▶ **BRIEF**
Can you output the records below as a two-column CSV with the headers instruction and points, giving one row for each text and its answer, with each value in a single quoted field and its line breaks replaced by spaces? Leave the pictures out.

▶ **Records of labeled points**

___

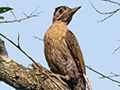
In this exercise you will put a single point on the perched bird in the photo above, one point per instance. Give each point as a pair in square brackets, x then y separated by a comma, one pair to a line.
[62, 50]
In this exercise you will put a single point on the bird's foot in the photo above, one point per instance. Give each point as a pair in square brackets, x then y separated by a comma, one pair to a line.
[60, 78]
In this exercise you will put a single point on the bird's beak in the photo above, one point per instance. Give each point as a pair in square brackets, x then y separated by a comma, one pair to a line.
[72, 11]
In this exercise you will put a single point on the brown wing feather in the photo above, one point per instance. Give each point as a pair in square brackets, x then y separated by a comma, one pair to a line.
[75, 50]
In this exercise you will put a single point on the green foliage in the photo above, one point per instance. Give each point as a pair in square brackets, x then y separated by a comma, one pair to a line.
[3, 10]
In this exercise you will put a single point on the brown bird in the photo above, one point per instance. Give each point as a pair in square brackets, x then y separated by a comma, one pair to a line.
[62, 50]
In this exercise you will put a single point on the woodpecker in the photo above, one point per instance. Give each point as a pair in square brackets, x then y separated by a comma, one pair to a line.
[62, 50]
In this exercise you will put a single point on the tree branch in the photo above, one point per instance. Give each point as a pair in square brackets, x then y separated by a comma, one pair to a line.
[103, 75]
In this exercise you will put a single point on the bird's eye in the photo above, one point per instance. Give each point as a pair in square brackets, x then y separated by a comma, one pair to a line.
[61, 11]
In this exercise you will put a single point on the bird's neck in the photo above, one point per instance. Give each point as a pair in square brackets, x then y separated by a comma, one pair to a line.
[60, 22]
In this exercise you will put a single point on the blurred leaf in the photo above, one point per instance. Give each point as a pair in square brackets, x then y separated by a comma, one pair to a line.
[1, 17]
[4, 9]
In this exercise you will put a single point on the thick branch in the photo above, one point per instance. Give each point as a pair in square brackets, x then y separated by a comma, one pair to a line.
[24, 78]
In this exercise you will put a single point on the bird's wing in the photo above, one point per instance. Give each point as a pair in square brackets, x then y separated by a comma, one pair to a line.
[74, 48]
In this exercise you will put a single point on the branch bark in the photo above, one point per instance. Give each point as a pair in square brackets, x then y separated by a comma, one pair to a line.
[23, 78]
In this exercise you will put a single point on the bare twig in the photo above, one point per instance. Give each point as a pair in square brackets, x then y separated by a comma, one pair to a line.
[88, 83]
[12, 12]
[110, 13]
[113, 75]
[18, 40]
[26, 17]
[112, 2]
[102, 75]
[38, 38]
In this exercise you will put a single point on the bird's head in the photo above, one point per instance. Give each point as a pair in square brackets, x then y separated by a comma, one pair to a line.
[64, 14]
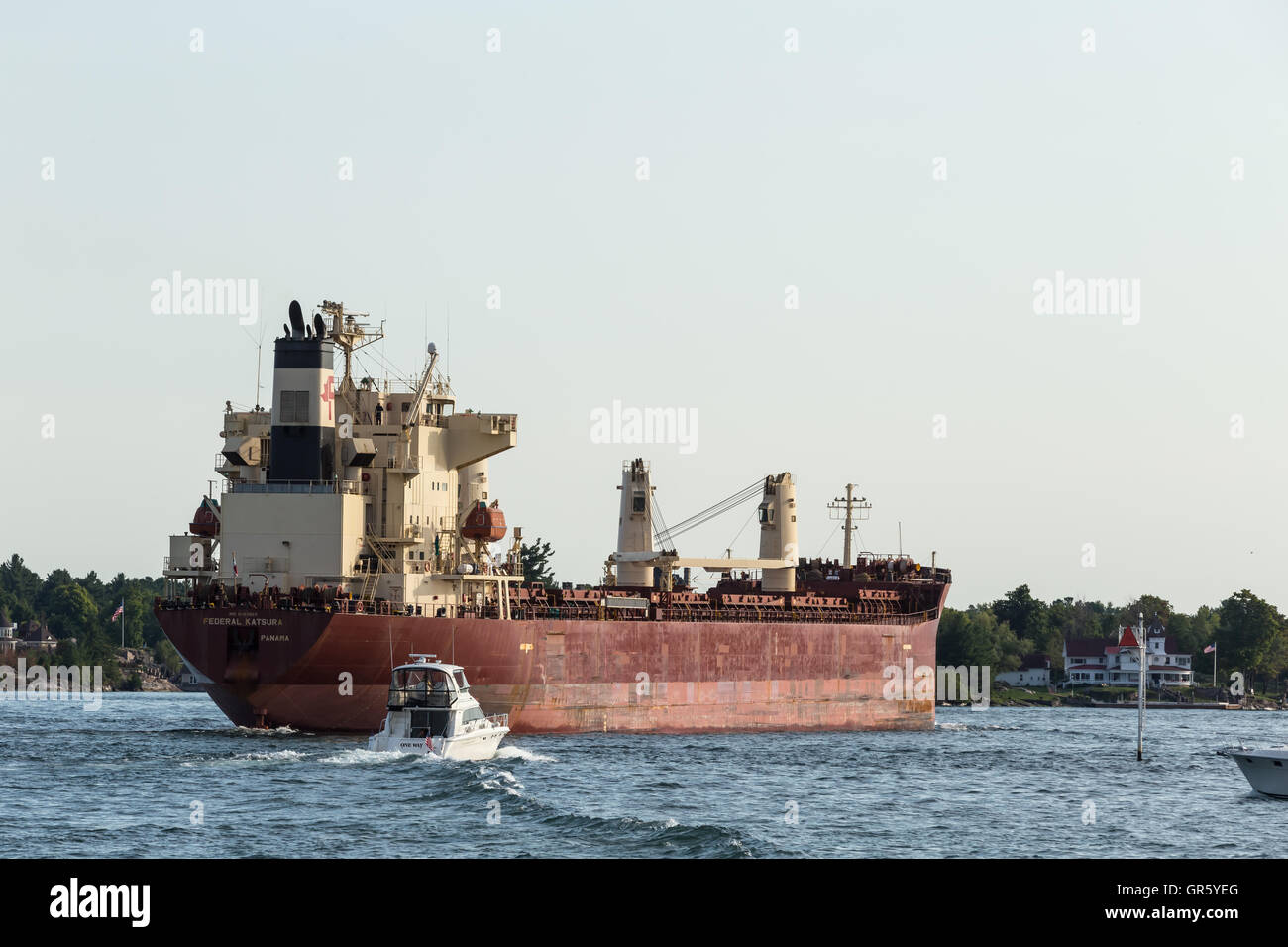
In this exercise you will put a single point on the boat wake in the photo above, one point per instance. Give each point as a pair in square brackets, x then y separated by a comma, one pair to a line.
[518, 753]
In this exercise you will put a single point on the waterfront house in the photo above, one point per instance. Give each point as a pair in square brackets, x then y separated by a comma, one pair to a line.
[35, 634]
[1034, 672]
[1103, 661]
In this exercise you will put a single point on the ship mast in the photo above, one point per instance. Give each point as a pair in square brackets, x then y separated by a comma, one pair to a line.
[849, 505]
[351, 335]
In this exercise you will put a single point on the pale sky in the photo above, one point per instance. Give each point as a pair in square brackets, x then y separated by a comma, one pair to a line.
[912, 169]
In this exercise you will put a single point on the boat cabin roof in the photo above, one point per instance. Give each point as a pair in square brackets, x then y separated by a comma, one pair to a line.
[425, 661]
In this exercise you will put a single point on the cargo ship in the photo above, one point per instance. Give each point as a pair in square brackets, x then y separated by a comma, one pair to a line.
[355, 525]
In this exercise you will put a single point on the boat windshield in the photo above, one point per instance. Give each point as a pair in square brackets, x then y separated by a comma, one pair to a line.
[421, 686]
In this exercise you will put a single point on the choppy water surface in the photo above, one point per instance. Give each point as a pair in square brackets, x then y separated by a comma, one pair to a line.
[124, 783]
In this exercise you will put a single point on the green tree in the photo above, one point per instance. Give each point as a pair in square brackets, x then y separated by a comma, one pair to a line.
[1024, 613]
[167, 656]
[71, 612]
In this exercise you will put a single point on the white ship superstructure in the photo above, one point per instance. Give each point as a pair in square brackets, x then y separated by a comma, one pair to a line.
[353, 488]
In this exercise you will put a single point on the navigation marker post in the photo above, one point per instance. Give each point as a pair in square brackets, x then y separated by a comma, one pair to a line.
[848, 506]
[1140, 723]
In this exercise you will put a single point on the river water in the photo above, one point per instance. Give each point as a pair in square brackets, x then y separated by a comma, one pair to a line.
[166, 776]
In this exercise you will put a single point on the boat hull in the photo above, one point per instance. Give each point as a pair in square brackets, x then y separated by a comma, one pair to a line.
[330, 672]
[1266, 771]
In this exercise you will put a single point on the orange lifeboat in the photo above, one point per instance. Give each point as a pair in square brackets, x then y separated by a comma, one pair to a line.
[484, 523]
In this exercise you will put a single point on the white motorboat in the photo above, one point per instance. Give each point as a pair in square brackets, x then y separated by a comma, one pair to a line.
[432, 711]
[1266, 770]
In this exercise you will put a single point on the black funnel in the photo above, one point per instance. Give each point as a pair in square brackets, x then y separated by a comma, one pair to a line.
[296, 320]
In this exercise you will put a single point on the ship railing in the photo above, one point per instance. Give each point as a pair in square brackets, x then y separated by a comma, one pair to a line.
[307, 487]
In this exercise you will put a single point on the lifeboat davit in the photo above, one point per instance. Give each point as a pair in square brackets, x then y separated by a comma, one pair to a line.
[484, 523]
[204, 521]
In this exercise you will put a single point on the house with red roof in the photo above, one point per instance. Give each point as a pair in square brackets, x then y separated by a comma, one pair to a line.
[1100, 661]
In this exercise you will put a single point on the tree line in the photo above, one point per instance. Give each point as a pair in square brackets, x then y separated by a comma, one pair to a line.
[78, 613]
[1249, 633]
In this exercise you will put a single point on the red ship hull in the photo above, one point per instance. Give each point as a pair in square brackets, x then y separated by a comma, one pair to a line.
[330, 672]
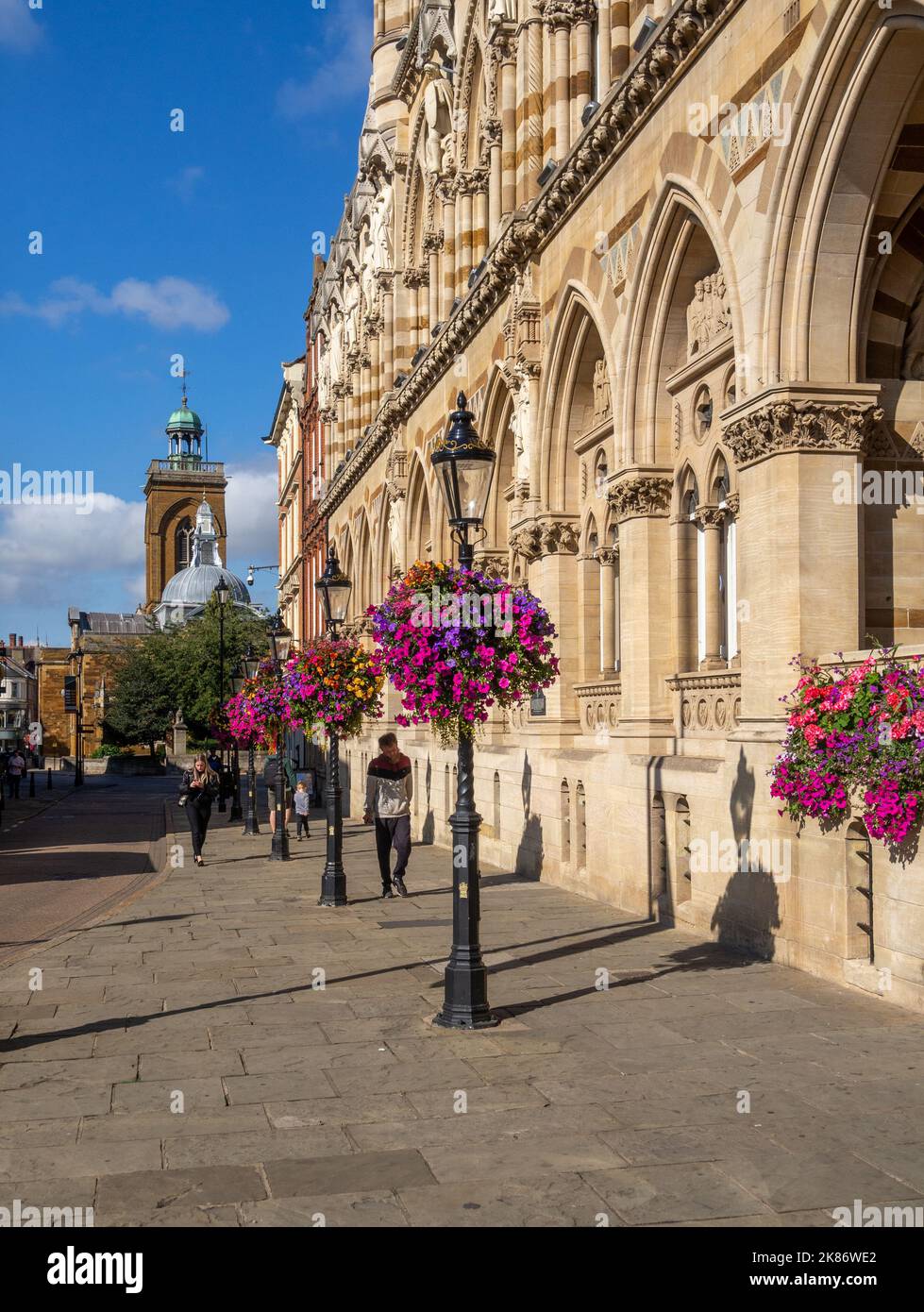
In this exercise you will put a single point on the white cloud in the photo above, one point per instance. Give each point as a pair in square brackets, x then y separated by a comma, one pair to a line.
[19, 26]
[59, 557]
[167, 303]
[185, 184]
[252, 517]
[339, 62]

___

▶ **THE SOLUTION**
instruction,points
"In this exercise you will put a single point on the perched bird in the photo above, one point per instance. Give each point as a pair in square brackets, x then y separated by a comma, one pair to a line.","[62, 50]"
"In this exercise you will put a single point on the bird's foot in the photo above, one point per instance. Give each point as a pair in square brackets, x then y separated by a comma, one pair to a line.","[60, 78]"
"In this exercise you will put a single point on the bird's beak in the photo above, one point per instance. Give each point as a pair in square brackets, x then y separated by a comma, one pair to a line.","[72, 11]"
"In this exercise you will put a single point on the brown wing feather in the photo above, one point per instance. Give each point as a pair in square brackets, x then y separated by a comma, one pair to a line.","[75, 50]"
"In this exercise you will put a single point on the green foliage in the photo above, one point per instance. Give each point as a pair in square brackets, x then y separated by a comma, one pair to a line.","[3, 10]"
"In this exercise you will put a single point on the brown bird in the photo above, one point per instance. Give each point as a pair in square brackets, x then y separated by a comma, one pair to a line.","[62, 50]"
"In this exercise you will put a single point on the woodpecker in the photo above, one point per instance. Give each point as a pair in square brackets, x then y separated by a comma, one pair to a line.","[62, 50]"
"In this exercise you will put a single point on the tree branch in the photo above, one point per instance. Give each point as a pair in square brackets, x then y separated by a comma, one pair to a line.","[103, 75]"
"In this exercise you will put a single point on the bird's eye in the photo above, one point per instance. Give each point as a pair in square brackets, x then y separated by a comma, one pair to a line.","[61, 11]"
"In this exercise you will put a single point on the bird's neck in the photo above, one point per instance. Give each point as a pair in square brackets, x then y separated by a comma, one pair to a line.","[60, 22]"
"In this exercise you will put a single point on the blurred leaf in the photo above, one point per instance. Give each point as a pair in square brackets, x then y separated by a comma, one pair to a line.","[1, 17] [4, 9]"
"In this exercise you will put a single point on the thick branch in the photo above, one point per instance. Give each point as a pair in square brackets, x then y separated by a comma, one pair to a line.","[24, 78]"
"In this exercise you will put a single point on the bird's wing in the photo above, one point per instance. Give each point as a pair in square brackets, x then y separated by a comma, one pair to a line.","[74, 48]"
"In this exercise you will put a single point on the branch bark in the photo above, one point per instance. Give each point as a pair in square brackets, x then y separated by a comma, one pair to a line.","[23, 78]"
"In this exercise you will put a single point on the bare twig in the photo above, one point per instance. Give each point as a pair in square brackets, x then y separated by a comma, one pair to a line.","[88, 83] [12, 12] [110, 13] [113, 75] [18, 40] [26, 17] [112, 2] [102, 75] [38, 38]"
"In this exercise you will put a single point on the bird's head in the photo above, one point per instance. Give each point as a pair in square brackets, x then y separated by a comma, one pair to a line.","[64, 14]"
"In this exercise you will put a single point on the boat wake in the photo above, one point per instance. Give each point as a pair in square brackets, x then y separated by a comma, one pair to a line.","[518, 753]"
"In this exercise you will put a single point on the waterfront house in the photo above, one point per instance. Give each point as a pair in square brackets, x then y separated by a comma, one pair to a line.","[35, 634] [1034, 672] [1103, 661]"
"In this exercise you will put a single point on the ship mast in the photo above, one point per instance. Give each point as a pair in square brackets, x then y separated by a comma, one pair to a line.","[849, 505] [351, 335]"
"In this exercise you will put a single point on the pale sky in the photo above, one point per instance. Give each point as a pair in square brackets, x then y separated by a comma, one pair to a line.","[912, 169]"
"In this exercise you will put a single point on the boat cabin roof in the photo above, one point per instance. Give each point as a pair in square brackets, x then y separated by a comma, one pair to a line.","[425, 661]"
"In this exercise you will put a single point on the cargo ship in the photo above, one point per instance. Give each point as a pair in square brackets, x then y separated by a comma, one pair to a line.","[355, 525]"
"In this exercise you will put a single point on the boat windshield in the photo above, one point per instance. Give each point as a pair in square brackets, x then y separated by a comma, one pair to a line.","[421, 686]"
"In this exercise you will put a single point on the choppy water surface in the photo above, one point per instance. Give each point as a pair in square brackets, x then y separated by a comma, one pair to a line.","[124, 783]"
"In this exercise you will put a single point on the green tree in the photo above, one point per instance. Give each point as a pair in square brackets, x then y separated by a comma, one pair to a line.","[1024, 613] [167, 656] [71, 612]"
"In this exercise you will put a single point on the white ship superstructure in the photo above, one point per instance. Give each point as a pair in square brackets, x then y separated by a comma, one pair to a line.","[353, 488]"
"In this exercise you will put a single point on the navigation marker post in the photo above, one point per instance. Give each point as a pair in square brackets, x then y separated by a comma, one pair to a line.","[848, 506] [1140, 723]"
"In this exercise you will put a single point on the river water in the photo above, one point per instance. Give each point as a pair in square brackets, x then y separated by a comma, one pair to a line.","[166, 776]"
"In this exercise you will put a single point on the boat hull in the photo above, one point per instance. Give each point as a pair in square brackets, x then y separated by a comma, one pair to a line.","[330, 672] [1266, 771]"
"In this exercise you will put a single point on the orange lifeboat in the photo above, one point per instance. Give each point as a pair in square brackets, x then y separated by a comma, one pair to a line.","[484, 523]"
"In this exercise you will put a single point on the white motorboat in the photo above, one point per instance. Give each point as a pair in square brackets, x then y separated by a comma, one pair to a line.","[432, 711] [1266, 770]"
"In this exercise you will put a single point on the black funnel in the photo above, one point per instance. Give each point as a pair in square brackets, x then y separated by a comma, one pair to a line.","[296, 320]"
"In this exercise you will put a single point on the ship railing in the photo above, one point per instance. Give each point as a pair in square brackets, x then y separated by a comma, one pair to a line.","[307, 487]"
"In this exercise you will put a single point on the lifeboat davit in the photo above, one point per instance. Give each point as a pair in square brackets, x then y separated by a comma, one pair to a line.","[484, 523] [204, 521]"
"In this exercise you will put a single point on the house with red roof in the photo above, one point per instance. Give each point as a pair in square brackets, x then y separated by a comma, one pair to a line.","[1100, 661]"
"In this exercise you will put a single point on the tree line in the photo above, one point per instance. Give each point as a pair in square brackets, x then y separated by a comma, one pair to a line.","[78, 613] [1249, 633]"
"In this exercise you will put a single point on the red ship hull in the photo above, one point per instance. Give each point as a pair in square brackets, x then y separated by a comma, one pair to a line.","[330, 672]"
"In this exercise you will put a single point on the white cloud in the photo above, one point per instance. Give each point as a pair in square brackets, x then y separated by a comma, one pair to a line.","[19, 26] [59, 557] [167, 303] [185, 184] [252, 517] [339, 62]"